• **Extract to read**
------------------------------------------------------------------------

Open MPI logo

Open MPI User's Mailing List Archives

  |   Home   |   Support   |   FAQ   |   all Open MPI User's mailing list

Subject: Re: [OMPI users] [sge] tight-integration openmpi and sge: opal_os_dirpath_create failure
From: Reuti (reuti_at_[hidden])
Date: 2009-11-10 17:56:31


Am 10.11.2009 um 23:51 schrieb Reuti:

> Hi Eloi,
>
> Am 10.11.2009 um 23:42 schrieb Eloi Gaudry:
>
>> I followed your advice and switched to a local "tmpdir" instead of
>> a share one. This solved the session directory issue, thanks for
>> your help !
>
> what user/group is no listed for the generated temporary
> directories (i.e. $TMPDIR)?

...is now listed ...

> -- Reuti
>
>> However, I cannot understand how the issue disappeared. Any input
>> would be welcome as I really like to understand how SGE/OpenMPI
>> could failed when using such a configuration (i.e. with a shared
>> "tmpdir").
>>
>> Eloi
>>
>>
>> On 10/11/2009 19:17, Eloi Gaudry wrote:
>>> Reuti,
>>>
>>> The acl here were just added when I tried to force the /opt/sge/
>>> tmp subdirectories to be 777 (which I did when I first
>>> encountered the error of subdirectories creation within OpenMPI).

------------------------------------------------------------------------

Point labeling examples
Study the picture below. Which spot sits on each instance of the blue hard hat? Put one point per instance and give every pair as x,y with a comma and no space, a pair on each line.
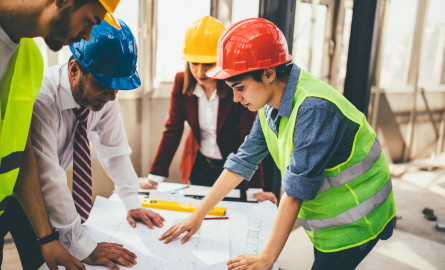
110,56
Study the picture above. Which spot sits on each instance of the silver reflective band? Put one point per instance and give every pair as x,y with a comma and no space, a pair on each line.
352,215
4,203
355,171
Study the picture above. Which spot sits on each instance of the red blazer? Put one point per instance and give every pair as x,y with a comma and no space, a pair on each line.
233,125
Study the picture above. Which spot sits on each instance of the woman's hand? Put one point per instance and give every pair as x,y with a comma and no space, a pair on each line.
251,262
146,183
190,224
263,196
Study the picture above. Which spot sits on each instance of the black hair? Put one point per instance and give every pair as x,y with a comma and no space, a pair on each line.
80,3
83,70
282,71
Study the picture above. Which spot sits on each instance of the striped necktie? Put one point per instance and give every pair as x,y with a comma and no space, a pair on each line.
82,183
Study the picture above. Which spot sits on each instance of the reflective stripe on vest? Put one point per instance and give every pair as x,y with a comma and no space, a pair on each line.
11,162
354,171
20,86
352,215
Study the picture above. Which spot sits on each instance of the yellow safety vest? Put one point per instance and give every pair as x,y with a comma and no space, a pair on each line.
355,201
22,80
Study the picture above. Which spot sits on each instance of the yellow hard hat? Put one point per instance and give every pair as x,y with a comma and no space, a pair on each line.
110,6
201,40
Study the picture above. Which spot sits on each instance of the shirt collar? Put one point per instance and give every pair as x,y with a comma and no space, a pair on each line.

------------------------------------------------------------------------

• **Required tasks**
1. List every date and time that appears in the mailing list message, in the order they occur.
2. Carry the mailing list message forward from its last line.

• **Expected responses**
1.
2009-11-10 17:56:31
10.11.2009 um 23:51
10.11.2009 um 23:42
10/11/2009 19:17

2.
>>> I don't think the info I'll provide will be meaningfull here:
>>>
>>> moe:~# getfacl /opt/sge/tmp
>>> getfacl: Removing leading '/' from absolute path names
>>> # file: opt/sge/tmp
>>> # owner: sgeadmin
>>> # group: fft
>>> user::rwx
>>> group::rwx
>>> mask::rwx
>>> other::rwx
>>> default:user::rwx
>>> default:group::rwx
>>> default:group:fft:rwx
>>> default:mask::rwx
>>> default:other::rwx
>>>
>>> I'll try to use a local directory instead of a shared one for
>>> "tmpdir". But as this issue seems somehow related to permissions,
>>> I don't know if this would eventually be the rigth solution.
>>>
>>> Thanks for your help,
>>> Eloi
>>>
>>> Reuti wrote:
>>>> Hi,
>>>>
>>>> Am 10.11.2009 um 19:01 schrieb Eloi Gaudry:
>>>>
>>>>> Reuti,
>>>>>
>>>>> I'm using "tmpdir" as a shared directory that contains the
>>>>> session directories created during job submission, not for
>>>>> computing or local storage. Doesn't the session directory (i.e.
>>>>> job_id.queue_name) need to be shared among all computing nodes
>>>>> (at least the ones that would be used with orted during the
>>>>> parallel computation) ?
>>>>
>>>> no. orted runs happily with local $TMPDIR on each and every
>>>> node. The $TMPDIRs are intended to be used by the user for any
>>>> temporary data for his job, as they are created and removed by
>>>> SGE automatically for every job for his convenience.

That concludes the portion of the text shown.